— Stored data entries —
──────

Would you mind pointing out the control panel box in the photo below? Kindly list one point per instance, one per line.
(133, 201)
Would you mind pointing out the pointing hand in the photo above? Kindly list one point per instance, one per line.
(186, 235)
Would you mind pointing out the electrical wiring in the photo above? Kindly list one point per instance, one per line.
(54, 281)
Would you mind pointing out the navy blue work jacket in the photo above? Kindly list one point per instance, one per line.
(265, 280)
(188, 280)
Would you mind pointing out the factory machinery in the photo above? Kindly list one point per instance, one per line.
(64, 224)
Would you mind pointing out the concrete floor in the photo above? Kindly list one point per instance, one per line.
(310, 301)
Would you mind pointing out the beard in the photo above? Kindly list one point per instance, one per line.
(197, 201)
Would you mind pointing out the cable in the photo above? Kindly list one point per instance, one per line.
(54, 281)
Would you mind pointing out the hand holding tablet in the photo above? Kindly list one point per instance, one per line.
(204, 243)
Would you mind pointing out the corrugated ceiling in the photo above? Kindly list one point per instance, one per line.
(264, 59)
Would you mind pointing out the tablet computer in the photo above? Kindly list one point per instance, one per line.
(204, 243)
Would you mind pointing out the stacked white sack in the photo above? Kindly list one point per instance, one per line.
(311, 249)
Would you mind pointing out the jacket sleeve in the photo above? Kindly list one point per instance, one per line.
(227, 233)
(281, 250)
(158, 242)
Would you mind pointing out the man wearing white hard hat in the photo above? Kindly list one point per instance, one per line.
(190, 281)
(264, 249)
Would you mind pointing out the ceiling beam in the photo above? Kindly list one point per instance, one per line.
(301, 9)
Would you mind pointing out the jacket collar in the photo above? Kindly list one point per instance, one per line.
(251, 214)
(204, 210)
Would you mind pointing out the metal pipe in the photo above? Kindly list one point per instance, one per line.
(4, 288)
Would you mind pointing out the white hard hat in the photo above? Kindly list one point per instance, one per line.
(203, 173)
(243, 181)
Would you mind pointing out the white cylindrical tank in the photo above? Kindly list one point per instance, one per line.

──────

— What the task asks —
The span to print begins at the line containing "Would you mind pointing out the ceiling" and ends at the final line of the entries; print it exactly and print nothing else.

— Your response —
Would you mind pointing out the ceiling beam in the photo above? Kindly list one point per instance, one per line.
(301, 9)
Would you mind pointing out the jacket collar in the photo above? Kindly list one point per instance, one per line.
(251, 214)
(204, 210)
Would you mind pointing out the metal pipe in the photo above? Kindly list one point per instance, one per line.
(4, 288)
Would you mind pointing out the white hard hat in the photo above? Kindly list one point per instance, one per line.
(203, 173)
(243, 181)
Would you mind pointing out the white cylindrical tank in the photo above? Kindly list one point per instance, one per line.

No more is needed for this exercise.